Rows of box annotation data:
.....

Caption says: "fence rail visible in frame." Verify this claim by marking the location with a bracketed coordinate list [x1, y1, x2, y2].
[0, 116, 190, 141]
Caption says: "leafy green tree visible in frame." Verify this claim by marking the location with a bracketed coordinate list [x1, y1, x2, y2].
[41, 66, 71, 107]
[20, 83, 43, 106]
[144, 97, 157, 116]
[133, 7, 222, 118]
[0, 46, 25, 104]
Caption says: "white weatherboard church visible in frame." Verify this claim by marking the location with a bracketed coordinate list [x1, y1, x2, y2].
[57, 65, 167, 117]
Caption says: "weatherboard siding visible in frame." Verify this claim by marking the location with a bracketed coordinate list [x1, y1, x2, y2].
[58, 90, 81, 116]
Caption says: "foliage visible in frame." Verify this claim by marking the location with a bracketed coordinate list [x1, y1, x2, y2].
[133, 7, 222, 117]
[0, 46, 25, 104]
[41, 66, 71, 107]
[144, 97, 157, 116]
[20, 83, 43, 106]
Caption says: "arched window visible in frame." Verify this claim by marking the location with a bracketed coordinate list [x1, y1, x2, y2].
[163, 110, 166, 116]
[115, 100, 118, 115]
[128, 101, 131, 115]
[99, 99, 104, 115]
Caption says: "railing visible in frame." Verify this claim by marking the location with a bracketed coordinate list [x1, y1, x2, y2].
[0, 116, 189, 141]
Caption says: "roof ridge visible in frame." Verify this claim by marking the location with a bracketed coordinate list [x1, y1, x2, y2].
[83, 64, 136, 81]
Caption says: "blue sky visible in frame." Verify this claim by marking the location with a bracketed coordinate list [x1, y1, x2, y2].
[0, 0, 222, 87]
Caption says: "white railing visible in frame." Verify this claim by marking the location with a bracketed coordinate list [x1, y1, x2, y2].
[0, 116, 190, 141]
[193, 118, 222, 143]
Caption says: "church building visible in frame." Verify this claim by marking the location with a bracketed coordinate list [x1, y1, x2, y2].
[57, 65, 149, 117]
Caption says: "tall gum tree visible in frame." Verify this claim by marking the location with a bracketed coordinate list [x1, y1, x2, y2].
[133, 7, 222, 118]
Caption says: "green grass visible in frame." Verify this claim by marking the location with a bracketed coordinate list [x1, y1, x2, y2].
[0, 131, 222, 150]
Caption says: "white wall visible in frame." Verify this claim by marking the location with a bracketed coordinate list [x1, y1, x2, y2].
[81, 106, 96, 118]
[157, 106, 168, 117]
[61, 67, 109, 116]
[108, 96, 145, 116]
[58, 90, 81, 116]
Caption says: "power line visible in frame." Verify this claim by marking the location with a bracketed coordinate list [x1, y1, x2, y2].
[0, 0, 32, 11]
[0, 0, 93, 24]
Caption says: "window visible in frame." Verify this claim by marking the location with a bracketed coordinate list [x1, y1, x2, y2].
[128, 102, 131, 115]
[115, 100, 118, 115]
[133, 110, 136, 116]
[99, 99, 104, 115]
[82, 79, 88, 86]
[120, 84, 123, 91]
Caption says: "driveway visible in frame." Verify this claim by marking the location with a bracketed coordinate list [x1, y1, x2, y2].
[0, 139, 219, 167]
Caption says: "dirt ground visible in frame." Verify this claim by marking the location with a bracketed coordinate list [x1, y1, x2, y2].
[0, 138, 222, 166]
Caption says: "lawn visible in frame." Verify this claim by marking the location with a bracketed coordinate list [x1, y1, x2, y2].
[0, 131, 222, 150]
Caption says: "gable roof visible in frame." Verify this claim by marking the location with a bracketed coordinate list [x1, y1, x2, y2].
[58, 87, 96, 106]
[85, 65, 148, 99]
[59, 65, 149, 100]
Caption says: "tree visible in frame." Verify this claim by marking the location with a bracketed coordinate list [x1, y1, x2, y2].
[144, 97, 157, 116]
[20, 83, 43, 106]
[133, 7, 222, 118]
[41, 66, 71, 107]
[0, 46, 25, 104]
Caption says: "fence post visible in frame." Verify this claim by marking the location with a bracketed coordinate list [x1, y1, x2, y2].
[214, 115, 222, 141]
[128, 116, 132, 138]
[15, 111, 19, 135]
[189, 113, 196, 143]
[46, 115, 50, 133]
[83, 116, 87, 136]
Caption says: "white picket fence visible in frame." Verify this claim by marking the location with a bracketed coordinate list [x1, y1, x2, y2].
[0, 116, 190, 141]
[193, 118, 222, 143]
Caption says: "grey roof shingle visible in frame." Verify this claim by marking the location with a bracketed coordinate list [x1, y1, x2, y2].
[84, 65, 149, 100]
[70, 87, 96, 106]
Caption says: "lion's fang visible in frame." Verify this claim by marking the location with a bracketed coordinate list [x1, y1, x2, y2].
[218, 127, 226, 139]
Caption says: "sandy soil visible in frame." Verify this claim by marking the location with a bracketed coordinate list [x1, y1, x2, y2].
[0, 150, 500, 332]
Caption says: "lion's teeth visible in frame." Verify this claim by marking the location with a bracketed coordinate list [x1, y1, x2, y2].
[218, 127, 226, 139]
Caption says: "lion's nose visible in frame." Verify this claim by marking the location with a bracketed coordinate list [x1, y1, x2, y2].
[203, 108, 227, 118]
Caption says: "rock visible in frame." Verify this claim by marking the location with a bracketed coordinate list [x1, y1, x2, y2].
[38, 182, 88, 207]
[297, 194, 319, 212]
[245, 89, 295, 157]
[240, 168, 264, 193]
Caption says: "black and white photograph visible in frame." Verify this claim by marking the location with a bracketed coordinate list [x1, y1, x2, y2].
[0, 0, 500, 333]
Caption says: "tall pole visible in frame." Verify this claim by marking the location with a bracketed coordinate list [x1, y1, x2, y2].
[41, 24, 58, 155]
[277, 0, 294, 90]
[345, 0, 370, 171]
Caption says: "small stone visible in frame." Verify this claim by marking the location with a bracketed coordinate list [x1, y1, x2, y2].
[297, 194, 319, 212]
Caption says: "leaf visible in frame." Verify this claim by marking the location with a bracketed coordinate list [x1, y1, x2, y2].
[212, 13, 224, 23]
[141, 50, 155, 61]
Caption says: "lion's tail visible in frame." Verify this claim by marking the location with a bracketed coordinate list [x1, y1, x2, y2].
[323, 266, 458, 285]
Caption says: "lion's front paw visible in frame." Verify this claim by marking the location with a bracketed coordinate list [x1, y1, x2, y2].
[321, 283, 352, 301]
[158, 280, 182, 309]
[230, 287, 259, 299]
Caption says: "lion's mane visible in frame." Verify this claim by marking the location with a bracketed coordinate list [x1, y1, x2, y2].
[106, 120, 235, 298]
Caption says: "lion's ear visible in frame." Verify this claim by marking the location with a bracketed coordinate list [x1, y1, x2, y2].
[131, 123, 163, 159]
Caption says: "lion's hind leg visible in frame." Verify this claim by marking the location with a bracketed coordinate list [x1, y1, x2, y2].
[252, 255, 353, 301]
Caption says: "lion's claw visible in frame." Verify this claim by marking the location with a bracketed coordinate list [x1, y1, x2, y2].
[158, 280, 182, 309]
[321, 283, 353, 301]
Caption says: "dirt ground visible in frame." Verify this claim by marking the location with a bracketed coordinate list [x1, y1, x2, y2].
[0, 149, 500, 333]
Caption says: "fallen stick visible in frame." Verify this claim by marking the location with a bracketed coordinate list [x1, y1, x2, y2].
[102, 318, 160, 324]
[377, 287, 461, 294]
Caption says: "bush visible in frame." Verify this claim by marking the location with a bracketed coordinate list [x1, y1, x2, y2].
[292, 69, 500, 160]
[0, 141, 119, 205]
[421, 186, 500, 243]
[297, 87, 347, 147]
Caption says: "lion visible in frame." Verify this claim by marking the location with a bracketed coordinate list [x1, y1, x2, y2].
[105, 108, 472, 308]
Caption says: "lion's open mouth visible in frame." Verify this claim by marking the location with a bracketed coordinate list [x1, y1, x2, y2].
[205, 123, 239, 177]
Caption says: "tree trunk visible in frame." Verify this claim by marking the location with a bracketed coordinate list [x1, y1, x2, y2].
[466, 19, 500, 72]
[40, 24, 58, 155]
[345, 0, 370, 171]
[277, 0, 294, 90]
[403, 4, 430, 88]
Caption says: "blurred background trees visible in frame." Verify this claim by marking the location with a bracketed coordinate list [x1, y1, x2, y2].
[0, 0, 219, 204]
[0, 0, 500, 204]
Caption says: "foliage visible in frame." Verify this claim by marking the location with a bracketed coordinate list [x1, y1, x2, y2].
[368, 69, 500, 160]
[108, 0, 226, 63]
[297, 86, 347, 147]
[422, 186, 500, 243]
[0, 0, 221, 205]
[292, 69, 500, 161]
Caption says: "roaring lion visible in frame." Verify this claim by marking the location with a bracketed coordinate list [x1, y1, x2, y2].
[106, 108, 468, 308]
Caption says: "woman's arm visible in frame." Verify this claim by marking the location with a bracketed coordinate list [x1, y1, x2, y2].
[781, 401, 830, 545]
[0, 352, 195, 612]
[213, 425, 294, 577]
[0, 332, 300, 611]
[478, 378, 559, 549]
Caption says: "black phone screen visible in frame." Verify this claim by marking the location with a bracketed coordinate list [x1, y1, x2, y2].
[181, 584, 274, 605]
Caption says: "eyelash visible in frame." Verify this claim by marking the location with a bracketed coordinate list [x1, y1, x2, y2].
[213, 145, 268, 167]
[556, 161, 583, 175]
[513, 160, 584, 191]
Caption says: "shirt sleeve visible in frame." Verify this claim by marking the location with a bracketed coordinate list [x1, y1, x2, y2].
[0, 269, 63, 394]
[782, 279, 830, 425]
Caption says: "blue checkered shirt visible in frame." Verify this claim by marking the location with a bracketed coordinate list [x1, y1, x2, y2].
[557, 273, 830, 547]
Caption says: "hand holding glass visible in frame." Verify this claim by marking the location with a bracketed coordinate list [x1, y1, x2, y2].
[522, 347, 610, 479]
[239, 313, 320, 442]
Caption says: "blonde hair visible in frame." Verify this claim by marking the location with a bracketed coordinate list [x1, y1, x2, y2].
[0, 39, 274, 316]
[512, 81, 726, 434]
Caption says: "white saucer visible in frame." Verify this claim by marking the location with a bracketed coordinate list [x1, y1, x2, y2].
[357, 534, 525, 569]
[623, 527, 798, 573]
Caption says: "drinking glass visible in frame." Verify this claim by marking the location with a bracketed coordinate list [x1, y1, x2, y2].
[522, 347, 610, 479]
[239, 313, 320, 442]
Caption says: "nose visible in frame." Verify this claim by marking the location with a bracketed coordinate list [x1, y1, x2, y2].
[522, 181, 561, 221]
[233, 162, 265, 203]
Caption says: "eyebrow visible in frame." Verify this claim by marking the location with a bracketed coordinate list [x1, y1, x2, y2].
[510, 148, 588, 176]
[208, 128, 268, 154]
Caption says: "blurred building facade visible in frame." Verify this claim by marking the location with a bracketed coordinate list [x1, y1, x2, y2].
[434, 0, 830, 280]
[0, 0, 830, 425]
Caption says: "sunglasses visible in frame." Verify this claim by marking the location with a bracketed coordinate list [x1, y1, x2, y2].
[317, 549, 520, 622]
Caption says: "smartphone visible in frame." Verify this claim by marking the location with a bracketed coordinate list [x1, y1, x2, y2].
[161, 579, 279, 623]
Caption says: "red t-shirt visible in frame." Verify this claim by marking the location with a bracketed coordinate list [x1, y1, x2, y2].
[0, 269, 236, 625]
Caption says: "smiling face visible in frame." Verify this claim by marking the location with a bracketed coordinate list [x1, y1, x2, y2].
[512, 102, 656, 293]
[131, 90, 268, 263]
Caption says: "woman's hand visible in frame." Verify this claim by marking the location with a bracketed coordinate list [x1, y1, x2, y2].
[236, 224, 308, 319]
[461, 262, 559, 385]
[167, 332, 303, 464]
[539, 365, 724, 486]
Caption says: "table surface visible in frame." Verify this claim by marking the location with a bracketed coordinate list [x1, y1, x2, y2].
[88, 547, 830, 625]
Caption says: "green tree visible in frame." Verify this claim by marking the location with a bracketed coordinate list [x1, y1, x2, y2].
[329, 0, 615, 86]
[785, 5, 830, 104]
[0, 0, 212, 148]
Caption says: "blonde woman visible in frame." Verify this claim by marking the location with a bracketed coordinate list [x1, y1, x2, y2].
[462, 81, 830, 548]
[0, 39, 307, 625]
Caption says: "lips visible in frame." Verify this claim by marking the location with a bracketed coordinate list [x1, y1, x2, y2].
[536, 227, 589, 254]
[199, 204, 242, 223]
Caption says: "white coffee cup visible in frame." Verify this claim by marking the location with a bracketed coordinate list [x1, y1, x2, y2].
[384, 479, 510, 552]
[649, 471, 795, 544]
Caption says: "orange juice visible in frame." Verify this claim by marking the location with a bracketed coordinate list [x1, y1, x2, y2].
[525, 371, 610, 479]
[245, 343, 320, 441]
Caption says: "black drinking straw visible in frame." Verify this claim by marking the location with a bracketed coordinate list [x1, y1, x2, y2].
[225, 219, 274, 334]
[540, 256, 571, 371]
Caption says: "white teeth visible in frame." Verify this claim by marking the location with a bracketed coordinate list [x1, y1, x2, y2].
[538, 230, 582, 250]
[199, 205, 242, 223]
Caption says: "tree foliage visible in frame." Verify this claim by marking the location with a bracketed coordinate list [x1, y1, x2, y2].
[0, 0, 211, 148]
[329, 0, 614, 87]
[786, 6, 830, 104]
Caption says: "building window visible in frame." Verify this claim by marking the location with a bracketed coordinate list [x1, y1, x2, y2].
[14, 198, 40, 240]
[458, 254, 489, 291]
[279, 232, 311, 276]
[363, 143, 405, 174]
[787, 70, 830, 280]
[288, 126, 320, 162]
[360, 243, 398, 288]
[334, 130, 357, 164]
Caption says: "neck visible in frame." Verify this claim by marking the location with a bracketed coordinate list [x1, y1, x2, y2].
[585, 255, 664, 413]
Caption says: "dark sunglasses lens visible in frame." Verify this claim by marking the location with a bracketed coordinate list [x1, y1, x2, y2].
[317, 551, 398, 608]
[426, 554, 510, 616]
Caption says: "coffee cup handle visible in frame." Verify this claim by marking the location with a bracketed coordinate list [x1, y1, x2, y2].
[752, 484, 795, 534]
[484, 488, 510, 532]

.....

Find the line containing "sunglasses lens visible", then output it and every line after it to the end of the data, exactly.

Caption says: "dark sunglasses lens visible in frame." Verify this claim by marking the location with a bracketed coordinate list [x1, y1, x2, y2].
[317, 551, 398, 608]
[426, 554, 510, 616]
Caption says: "coffee cup handle visible in frame." Verify this claim by marking the location with a bracketed coordinate list [x1, y1, x2, y2].
[752, 484, 795, 534]
[484, 488, 510, 532]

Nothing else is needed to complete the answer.